* _Exercise instructions_
Print each entry verbatim.

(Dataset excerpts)
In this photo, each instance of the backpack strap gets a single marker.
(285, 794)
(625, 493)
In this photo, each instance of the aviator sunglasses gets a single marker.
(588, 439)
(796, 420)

* _Answer for the task_
In this photo, each instance of the backpack strap gets a single marker.
(285, 794)
(625, 493)
In this photo, each instance of the aviator sunglasses gets a single marker.
(588, 439)
(796, 420)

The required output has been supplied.